(Extracted records)
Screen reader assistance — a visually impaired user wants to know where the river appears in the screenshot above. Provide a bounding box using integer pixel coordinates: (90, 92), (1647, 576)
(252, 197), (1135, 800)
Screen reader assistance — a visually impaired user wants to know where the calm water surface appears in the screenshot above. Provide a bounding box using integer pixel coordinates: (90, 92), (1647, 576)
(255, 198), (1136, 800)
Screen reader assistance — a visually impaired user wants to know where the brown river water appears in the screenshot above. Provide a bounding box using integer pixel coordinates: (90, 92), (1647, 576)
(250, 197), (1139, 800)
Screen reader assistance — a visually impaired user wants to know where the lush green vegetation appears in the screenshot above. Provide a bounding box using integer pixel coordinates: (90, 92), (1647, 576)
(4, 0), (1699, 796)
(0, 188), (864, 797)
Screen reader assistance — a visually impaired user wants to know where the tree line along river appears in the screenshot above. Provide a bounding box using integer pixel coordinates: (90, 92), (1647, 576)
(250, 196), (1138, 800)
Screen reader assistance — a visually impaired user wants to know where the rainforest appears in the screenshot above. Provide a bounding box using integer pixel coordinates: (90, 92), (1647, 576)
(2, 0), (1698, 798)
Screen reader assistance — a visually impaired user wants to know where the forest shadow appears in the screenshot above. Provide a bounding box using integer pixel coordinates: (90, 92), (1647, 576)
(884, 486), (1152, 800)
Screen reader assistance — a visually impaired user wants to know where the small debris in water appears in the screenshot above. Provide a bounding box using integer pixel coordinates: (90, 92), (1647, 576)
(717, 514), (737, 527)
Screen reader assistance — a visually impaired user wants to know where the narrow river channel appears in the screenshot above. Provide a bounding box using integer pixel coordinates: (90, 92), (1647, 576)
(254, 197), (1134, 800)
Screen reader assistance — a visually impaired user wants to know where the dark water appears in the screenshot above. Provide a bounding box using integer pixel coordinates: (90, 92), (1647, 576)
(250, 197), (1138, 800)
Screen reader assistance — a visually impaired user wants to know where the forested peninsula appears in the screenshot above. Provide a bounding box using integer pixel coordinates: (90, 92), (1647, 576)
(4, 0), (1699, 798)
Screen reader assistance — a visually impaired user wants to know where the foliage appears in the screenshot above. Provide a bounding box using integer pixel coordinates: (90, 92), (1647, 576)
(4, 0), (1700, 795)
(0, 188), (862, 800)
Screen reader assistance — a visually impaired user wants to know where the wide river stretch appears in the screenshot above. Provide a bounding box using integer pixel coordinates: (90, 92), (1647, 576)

* [Task prompt] Copy out the data shown above without altering anything.

* [Response to this task]
Screen reader assistance — a visually impaired user wants to know where the river appears in the screenshot above. Provide a bounding box using integer pixel coordinates: (90, 92), (1647, 576)
(252, 197), (1135, 800)
Screen reader assistance — a visually impaired user wants to know where the calm water surface appears in the screenshot above. Provide a bounding box using integer pixel coordinates: (90, 92), (1647, 576)
(255, 198), (1136, 800)
Screen reader assistance — a visually impaired user wants to know where the brown river water appears in the screenshot above. Provide a bounding box using integer pixel coordinates: (90, 92), (1647, 576)
(250, 197), (1139, 800)
Screen reader assistance — a visually impaired user wants to know where the lush green vegetation appears in the screenshot above. Provide a bounding box using integer pixel coordinates: (90, 92), (1647, 576)
(4, 0), (1699, 796)
(0, 188), (864, 797)
Screen reader assistance — a visually impaired user wants to know where the tree line along river appears in the screenshot above. Provide a bounding box using integer pixel coordinates: (90, 92), (1647, 576)
(250, 196), (1138, 800)
Screen reader assistance — a visually impaired user wants to know where the rainforest appears in the screenshot above. Provide a bounding box using integer pixel coordinates: (90, 92), (1647, 576)
(2, 0), (1698, 798)
Screen reader assistance — a visually impaired user wants to know where the forest shadow appears in the screenshot above. Provide a bounding box using integer pixel coordinates: (90, 92), (1647, 576)
(884, 486), (1152, 800)
Screen reader assistance — a visually impaired user wants to know where the small debris in water appears in the screenshot above. Provide a bounding box using integer pixel coordinates: (90, 92), (1647, 576)
(717, 514), (737, 527)
Screen reader assistance — a visually impaired user wants to know where the narrow river channel appears in the screenshot above. Provide a bounding box using integer pixel coordinates: (90, 92), (1647, 576)
(254, 197), (1134, 800)
Screen reader assistance — a visually impaired user wants to know where the dark water appears in the screenshot above. Provide a bounding box using integer pixel coordinates: (90, 92), (1647, 576)
(250, 197), (1138, 800)
Screen reader assistance — a visually impaired user wants to know where the forested peninsula appears in the screenshot above. Provide a bounding box using integer pixel coordinates: (90, 92), (1647, 576)
(4, 0), (1699, 798)
Screen reader assistance — a visually impaired user wants to know where the foliage appears in the screenshot above. Provide a bounding box using integer pixel coordinates: (90, 92), (1647, 576)
(4, 0), (1700, 795)
(0, 188), (862, 800)
Screen reader assistance — a visually impaired user wants to know where the wide river stretch appears in the screenshot above. Provide a bounding box using integer pixel coordinates: (90, 92), (1647, 576)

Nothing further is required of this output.